TO DO: Transcribe the entries below exactly; leave every image out.

THE RECORDS:

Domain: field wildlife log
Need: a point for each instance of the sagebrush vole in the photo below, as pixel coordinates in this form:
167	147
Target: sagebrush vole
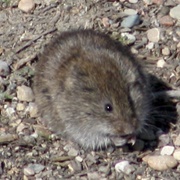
90	88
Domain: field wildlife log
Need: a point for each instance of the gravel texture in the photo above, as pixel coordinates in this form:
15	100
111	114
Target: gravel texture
151	29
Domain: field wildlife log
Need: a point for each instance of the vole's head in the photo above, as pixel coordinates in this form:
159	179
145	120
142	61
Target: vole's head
100	105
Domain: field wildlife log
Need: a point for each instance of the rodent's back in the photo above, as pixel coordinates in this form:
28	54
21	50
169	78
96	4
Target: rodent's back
90	88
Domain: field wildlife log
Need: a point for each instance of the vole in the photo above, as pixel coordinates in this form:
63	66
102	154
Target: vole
91	89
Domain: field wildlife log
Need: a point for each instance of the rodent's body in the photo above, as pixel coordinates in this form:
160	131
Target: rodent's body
90	88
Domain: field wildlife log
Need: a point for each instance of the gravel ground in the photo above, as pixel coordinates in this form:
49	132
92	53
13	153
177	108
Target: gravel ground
151	28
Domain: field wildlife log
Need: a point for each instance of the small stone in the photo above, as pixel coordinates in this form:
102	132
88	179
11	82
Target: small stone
164	139
10	111
93	176
105	22
124	167
33	110
26	5
79	158
161	63
166	51
176	154
133	1
130	21
175	12
129	38
150	45
148	2
153	34
73	152
32	169
129	12
177	141
167	150
4	68
28	171
160	163
166	21
20	107
158	2
25	93
139	145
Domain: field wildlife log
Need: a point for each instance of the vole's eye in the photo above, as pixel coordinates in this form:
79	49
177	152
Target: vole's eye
108	108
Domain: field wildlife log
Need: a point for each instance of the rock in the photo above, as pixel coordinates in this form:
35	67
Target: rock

THE OUTPUT:
Domain: field wildlife log
Need: a point for each instance of the sagebrush vole in the photo below, as pixel coordinates in this form:
167	147
Target: sagebrush vole
90	88
Domain: field wildlife log
Need: a point for each instance of the gravel texture in the photo above, as pixel coordinates in this form:
15	100
111	114
Target: gravel texture
151	29
Domain: field wildlife log
Need: a point for each instance of the vole's head in the photo above, as pixel coordinates in this form:
159	179
145	120
142	61
Target: vole's head
100	105
Domain: field wildlife log
Need: a point for each instance of the rodent's back in the photo above, as pixel coordinates in this form:
28	54
21	50
169	78
96	4
Target: rodent's back
90	88
Domain: field wildlife log
Need: a point for each instance of the vole in the photo above, as pixel coordinates in this form:
63	66
102	154
Target: vole
91	89
Domain: field wildlife log
Need: a point for each instance of the rodent's body in the photo above, as pixel coordinates in this form:
160	131
Target: rodent's body
90	88
Domain: field wildlife log
Need: a point for each instance of the gravel ground in the photo above, as pixel coordinates in this form:
49	132
92	53
13	153
177	108
Target: gravel ground
151	28
Domain: field wildlife log
Need: a point for each instance of the small stone in the photo above, as pixel coordinates in this form:
102	132
88	179
11	82
Target: small stone
164	139
10	111
93	176
105	22
124	167
33	110
26	5
79	158
161	63
166	51
176	154
133	1
130	21
175	12
129	38
150	45
148	2
153	34
73	152
32	169
129	12
177	141
167	150
4	68
28	171
160	163
166	21
20	107
158	2
25	93
139	145
Domain: field wildlife log
Need: a point for each instance of the vole's eye in the photo above, as pixel coordinates in this form:
79	49
177	152
Target: vole's eye
108	108
Domain: field wildlife log
Need: a point for each instance of the rock in the photo above, as pixel coordinates in this form:
35	67
Target: rock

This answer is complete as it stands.